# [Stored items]
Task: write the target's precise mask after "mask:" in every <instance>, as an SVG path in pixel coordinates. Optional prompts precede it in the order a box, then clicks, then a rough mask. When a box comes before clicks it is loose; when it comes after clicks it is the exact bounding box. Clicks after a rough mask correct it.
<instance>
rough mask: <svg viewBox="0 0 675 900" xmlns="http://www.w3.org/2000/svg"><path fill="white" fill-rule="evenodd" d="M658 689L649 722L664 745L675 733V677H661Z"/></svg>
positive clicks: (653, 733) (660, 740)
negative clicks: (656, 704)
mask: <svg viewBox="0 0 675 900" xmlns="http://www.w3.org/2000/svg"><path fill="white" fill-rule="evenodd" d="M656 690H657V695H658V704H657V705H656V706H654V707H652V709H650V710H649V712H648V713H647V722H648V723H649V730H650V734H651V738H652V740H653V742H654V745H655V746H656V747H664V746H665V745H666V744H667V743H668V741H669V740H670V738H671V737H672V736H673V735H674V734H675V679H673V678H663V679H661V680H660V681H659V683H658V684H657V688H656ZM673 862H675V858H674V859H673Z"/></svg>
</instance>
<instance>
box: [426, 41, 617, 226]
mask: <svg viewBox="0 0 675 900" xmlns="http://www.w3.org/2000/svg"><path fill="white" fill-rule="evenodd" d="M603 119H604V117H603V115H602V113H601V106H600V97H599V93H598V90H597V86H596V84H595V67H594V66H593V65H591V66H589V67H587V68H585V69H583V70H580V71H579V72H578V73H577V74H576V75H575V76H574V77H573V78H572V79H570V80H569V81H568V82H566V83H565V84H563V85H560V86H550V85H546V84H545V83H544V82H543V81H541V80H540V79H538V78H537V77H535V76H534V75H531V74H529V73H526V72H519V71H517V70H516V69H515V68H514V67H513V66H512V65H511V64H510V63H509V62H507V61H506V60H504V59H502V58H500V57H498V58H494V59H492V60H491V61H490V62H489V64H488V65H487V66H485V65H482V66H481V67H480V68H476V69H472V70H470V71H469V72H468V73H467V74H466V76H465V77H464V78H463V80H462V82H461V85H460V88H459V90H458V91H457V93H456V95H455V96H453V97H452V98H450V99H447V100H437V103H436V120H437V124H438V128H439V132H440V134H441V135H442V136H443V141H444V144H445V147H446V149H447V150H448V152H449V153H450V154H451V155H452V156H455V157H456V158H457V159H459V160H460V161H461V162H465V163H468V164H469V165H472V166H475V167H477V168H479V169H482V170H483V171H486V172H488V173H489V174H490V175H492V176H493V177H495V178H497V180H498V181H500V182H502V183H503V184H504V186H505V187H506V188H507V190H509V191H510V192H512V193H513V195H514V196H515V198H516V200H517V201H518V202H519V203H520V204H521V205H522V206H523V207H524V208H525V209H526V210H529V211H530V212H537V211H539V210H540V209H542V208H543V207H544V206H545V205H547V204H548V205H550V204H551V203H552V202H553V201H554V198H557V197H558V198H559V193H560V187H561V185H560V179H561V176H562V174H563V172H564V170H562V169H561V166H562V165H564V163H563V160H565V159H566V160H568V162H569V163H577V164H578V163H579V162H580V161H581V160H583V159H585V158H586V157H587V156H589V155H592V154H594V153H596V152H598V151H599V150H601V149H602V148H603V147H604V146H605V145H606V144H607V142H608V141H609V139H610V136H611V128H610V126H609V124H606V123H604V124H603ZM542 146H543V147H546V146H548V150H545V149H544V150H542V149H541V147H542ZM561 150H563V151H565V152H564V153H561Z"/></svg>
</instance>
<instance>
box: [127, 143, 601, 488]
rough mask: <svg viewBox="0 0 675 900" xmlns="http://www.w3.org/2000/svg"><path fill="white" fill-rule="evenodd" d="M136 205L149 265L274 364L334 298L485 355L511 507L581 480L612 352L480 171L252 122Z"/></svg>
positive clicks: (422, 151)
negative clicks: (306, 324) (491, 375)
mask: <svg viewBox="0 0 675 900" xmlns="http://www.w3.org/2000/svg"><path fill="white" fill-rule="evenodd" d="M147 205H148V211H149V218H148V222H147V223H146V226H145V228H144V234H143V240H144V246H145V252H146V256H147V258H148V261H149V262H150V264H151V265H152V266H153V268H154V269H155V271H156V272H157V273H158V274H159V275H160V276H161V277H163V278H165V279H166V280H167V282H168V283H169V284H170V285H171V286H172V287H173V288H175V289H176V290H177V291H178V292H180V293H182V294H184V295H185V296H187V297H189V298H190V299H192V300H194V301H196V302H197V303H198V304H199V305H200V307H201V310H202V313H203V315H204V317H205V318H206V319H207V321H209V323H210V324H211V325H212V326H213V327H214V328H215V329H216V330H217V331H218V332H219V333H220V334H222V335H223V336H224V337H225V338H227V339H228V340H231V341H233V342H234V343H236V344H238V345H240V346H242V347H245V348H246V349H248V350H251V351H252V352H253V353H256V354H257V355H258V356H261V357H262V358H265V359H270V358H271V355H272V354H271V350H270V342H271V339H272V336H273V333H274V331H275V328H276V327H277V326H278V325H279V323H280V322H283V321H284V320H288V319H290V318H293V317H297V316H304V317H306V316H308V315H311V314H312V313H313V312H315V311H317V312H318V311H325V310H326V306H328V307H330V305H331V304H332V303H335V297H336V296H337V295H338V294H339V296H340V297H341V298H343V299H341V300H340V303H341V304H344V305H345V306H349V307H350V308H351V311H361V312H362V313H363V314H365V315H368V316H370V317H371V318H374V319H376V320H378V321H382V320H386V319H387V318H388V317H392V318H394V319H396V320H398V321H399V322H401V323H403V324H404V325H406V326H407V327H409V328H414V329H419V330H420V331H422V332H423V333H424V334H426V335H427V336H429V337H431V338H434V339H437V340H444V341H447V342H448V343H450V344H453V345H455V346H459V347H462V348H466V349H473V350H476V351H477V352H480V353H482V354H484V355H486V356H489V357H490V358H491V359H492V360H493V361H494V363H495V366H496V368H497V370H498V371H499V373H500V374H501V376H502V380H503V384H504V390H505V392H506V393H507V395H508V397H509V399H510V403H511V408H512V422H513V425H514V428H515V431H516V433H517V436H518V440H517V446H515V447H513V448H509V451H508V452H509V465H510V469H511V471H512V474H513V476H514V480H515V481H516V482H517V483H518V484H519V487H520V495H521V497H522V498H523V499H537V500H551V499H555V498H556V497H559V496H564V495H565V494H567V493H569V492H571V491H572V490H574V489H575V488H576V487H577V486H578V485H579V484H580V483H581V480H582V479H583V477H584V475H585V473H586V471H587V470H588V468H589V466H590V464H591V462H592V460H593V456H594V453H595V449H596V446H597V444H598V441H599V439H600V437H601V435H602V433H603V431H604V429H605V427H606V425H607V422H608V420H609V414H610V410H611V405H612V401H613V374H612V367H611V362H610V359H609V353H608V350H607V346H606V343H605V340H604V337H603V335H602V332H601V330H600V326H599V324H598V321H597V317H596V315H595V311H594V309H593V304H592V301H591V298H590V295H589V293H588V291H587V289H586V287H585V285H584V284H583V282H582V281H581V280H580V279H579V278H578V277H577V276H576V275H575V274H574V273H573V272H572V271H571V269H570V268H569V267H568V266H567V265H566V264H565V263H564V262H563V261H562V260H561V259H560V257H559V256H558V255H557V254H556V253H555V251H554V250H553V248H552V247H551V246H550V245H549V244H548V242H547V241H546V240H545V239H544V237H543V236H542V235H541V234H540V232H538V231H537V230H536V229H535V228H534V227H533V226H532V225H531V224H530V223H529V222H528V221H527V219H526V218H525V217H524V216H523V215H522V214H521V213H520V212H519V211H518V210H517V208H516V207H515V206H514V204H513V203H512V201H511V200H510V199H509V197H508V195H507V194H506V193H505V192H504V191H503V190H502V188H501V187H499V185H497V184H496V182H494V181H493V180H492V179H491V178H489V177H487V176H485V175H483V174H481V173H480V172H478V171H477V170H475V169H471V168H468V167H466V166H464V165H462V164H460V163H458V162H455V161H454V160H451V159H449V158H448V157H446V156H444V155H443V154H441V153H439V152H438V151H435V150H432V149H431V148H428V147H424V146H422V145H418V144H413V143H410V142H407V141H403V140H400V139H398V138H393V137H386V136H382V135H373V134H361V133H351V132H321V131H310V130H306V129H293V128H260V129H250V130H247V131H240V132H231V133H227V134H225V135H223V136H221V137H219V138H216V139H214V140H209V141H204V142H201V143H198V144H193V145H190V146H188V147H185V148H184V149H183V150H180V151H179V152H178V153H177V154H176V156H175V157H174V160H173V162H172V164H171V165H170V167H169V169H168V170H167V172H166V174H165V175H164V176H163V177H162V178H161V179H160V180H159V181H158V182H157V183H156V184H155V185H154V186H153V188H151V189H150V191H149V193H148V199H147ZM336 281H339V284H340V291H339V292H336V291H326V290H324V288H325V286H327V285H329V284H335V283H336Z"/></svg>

# [TASK BRIEF]
If a line in the records contains the string "rough", copy it out.

# [SOLUTION TO THE PROBLEM]
Task: write the target's precise mask after "mask:" in every <instance>, as an SVG path in pixel coordinates. Optional prompts precede it in the order a box, then clicks, then a rough mask. When a box comes before clicks it is loose; when it comes after clicks it is the exact bounding box. Clicks after a rough mask correct it.
rough mask: <svg viewBox="0 0 675 900" xmlns="http://www.w3.org/2000/svg"><path fill="white" fill-rule="evenodd" d="M658 689L649 722L664 745L675 733V677H661Z"/></svg>
rough mask: <svg viewBox="0 0 675 900" xmlns="http://www.w3.org/2000/svg"><path fill="white" fill-rule="evenodd" d="M136 205L149 265L274 364L334 298L485 355L511 507L581 480L612 352L480 171L252 122Z"/></svg>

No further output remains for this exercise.